II a hâte de voir tous ces ouvrages paraître avant la fin de l’année ; il est impatient de constater si la puissance de leur sortilège reste intacte sur la génération nouvelle : va-t-il moissonner le regain abondant de sa gloire, lire encore, dans les journaux, quelques-uns de ces articles si doux à son orgueil ? Mais une menace plane sur la liberté de la presse ; depuis le mois de février on sait que le ministère a conçu, en ses méditations orageuses, le projet d’une loi qui bâillonnerait à peu près les journalistes ; loi « de justice et d’amour ! » comme le garde des sceaux allait bientôt le déclarer en une phrase téméraire ; aux Débats, au Constitutionnel, dans toutes les feuilles suspectes, que pourra-t-on dire des ouvrages d’un homme devenu aussi suspect au pouvoir que Chateaubriand ? Pourra-t-on même les annoncer ? Le temps presse... Il n’y a pas quinze jours que Chateaubriand est à Lausanne ; il a terminé à peu près son travail de mise au point ; il voudrait voir la même activité à l’éditeur Ladvocat ; il lance contre lui le dévoué M. Le Moine :


Lausanne, 22 mai 1826.

____

**Consigne:**
Répondez à ces questions sur le texte au sujet de Chateaubriand :
1. Depuis quel mois sait-on que le ministère prépare une loi contre les journalistes ?
2. Depuis combien de temps Chateaubriand est-il à Lausanne ?
3. Quel éditeur Chateaubriand voudrait-il voir travailler plus vite ?

**Bloc de données:**
____

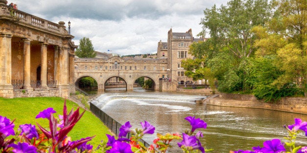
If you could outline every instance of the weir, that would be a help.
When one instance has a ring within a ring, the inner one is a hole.
[[[184,118],[195,115],[207,123],[206,129],[199,129],[204,135],[200,140],[207,148],[215,149],[212,153],[251,150],[273,138],[285,142],[284,137],[287,133],[283,125],[293,124],[294,118],[307,120],[307,115],[304,115],[206,105],[194,102],[204,97],[159,92],[106,94],[97,98],[92,104],[120,124],[130,121],[133,129],[141,127],[140,122],[149,122],[156,128],[154,134],[143,137],[149,144],[156,138],[157,133],[182,133],[190,130],[190,124]],[[297,137],[296,142],[298,145],[307,145],[303,133]],[[174,147],[170,153],[180,152],[176,142],[172,144]]]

____

**Réponse finale:**
1. Février.
2. Depuis moins de quinze jours.
3. Ladvocat.